Records supplied →
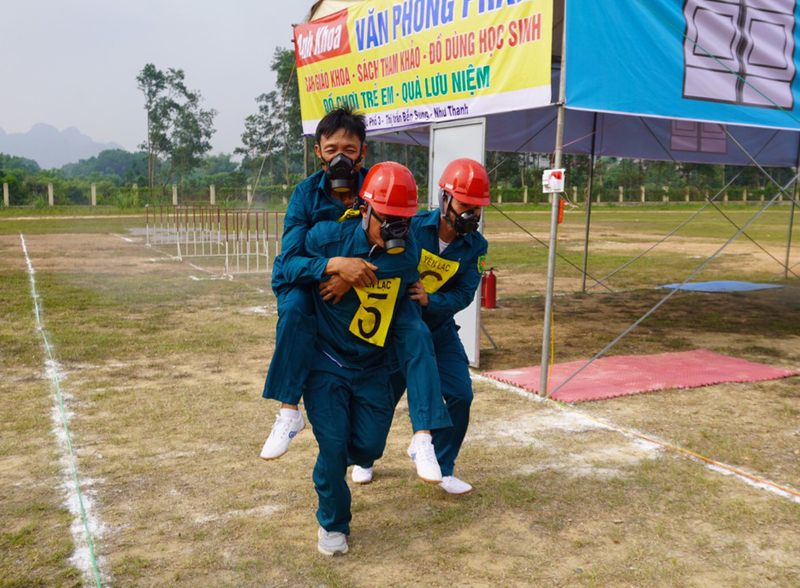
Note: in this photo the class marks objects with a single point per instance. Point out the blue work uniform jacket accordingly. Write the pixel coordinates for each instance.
(342, 348)
(457, 292)
(310, 204)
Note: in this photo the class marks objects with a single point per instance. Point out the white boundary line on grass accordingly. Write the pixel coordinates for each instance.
(85, 523)
(720, 468)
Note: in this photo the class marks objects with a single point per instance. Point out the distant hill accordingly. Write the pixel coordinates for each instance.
(52, 148)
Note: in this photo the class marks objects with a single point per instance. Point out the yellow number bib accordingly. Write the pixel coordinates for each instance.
(435, 271)
(372, 319)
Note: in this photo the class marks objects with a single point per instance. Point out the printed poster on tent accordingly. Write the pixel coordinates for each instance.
(717, 61)
(414, 62)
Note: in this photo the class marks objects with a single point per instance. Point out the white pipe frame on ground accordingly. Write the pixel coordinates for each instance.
(247, 240)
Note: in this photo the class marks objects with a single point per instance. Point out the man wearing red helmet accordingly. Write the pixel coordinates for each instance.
(347, 394)
(451, 263)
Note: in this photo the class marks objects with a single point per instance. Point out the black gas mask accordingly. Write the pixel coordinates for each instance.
(341, 173)
(466, 222)
(394, 230)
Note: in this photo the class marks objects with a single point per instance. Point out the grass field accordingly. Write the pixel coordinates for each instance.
(161, 375)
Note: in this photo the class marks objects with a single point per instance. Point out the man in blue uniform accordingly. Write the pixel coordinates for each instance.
(326, 195)
(451, 264)
(347, 395)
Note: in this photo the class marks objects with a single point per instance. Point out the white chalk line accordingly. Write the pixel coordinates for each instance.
(84, 525)
(718, 467)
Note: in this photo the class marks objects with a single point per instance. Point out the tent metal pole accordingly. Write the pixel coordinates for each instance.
(791, 218)
(589, 205)
(551, 250)
(789, 236)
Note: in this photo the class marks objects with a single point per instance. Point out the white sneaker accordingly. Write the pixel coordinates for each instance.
(421, 451)
(283, 431)
(332, 543)
(361, 475)
(453, 485)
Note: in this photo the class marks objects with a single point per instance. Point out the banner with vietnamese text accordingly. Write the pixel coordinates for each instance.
(716, 61)
(412, 62)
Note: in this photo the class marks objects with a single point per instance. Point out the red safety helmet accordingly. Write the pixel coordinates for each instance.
(390, 189)
(467, 181)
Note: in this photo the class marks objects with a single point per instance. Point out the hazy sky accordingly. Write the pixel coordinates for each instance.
(73, 63)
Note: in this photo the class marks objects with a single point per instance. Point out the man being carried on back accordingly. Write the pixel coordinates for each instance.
(327, 195)
(347, 395)
(330, 195)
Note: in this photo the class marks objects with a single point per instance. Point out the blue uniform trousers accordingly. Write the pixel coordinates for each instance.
(456, 385)
(350, 412)
(294, 339)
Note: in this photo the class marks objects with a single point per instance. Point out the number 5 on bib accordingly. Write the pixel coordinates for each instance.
(372, 319)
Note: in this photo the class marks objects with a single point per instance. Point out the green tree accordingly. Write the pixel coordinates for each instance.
(177, 127)
(276, 128)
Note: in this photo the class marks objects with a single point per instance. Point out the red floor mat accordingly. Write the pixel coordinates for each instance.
(622, 375)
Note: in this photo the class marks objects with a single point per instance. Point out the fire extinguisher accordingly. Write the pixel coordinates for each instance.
(489, 289)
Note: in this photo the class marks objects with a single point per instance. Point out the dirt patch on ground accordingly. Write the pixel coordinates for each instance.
(164, 375)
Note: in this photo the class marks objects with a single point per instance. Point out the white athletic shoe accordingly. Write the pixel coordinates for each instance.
(361, 475)
(453, 485)
(283, 431)
(421, 451)
(332, 543)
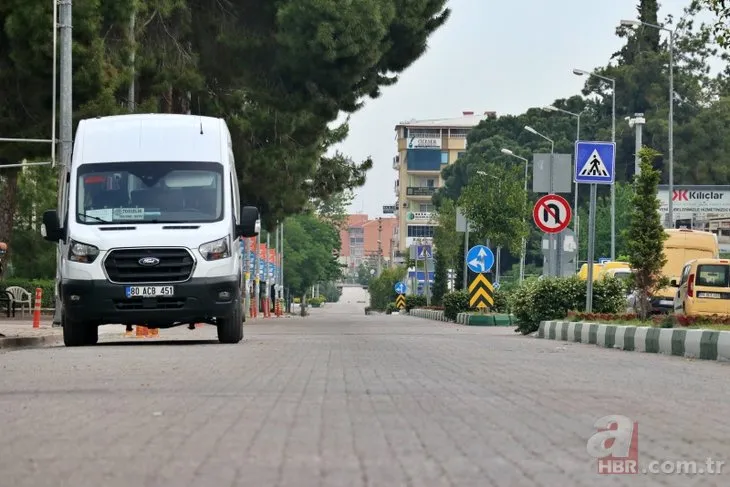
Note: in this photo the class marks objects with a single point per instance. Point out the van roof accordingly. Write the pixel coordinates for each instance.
(149, 137)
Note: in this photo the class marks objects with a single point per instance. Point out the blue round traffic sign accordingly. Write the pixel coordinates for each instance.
(480, 259)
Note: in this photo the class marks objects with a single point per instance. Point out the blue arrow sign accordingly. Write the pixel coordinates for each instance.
(480, 259)
(595, 162)
(423, 252)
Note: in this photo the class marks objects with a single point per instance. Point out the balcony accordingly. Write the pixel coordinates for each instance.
(420, 191)
(419, 216)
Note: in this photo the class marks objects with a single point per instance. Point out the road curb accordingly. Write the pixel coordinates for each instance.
(10, 343)
(429, 314)
(697, 344)
(464, 318)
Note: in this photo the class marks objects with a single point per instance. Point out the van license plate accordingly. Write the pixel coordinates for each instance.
(709, 295)
(150, 291)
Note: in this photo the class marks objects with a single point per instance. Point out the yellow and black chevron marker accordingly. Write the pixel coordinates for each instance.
(481, 292)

Aim → Rewrite every line of the entries above, starting with the line that contains "out the road" and going on through the last line of the entries, with both ends included. Shift each coordinate value in the answers by adding 101 to it.

Response to the exercise →
Note: in this photo the class marks objects with a single point per instance. Point out the road curb accordingly. Write the pixel coordinates for each instance.
(111, 444)
(530, 415)
(798, 445)
(565, 419)
Note: in this photo the class marks objects with a single point per instance. Point out the van license plate accordingly. Write the pixel coordinates for each instance.
(810, 396)
(251, 392)
Note: in this photo the class marks objects with a single point per instance. Point out the yellow and black chevron marker accordingly. Write the pixel coordinates for each instance.
(582, 393)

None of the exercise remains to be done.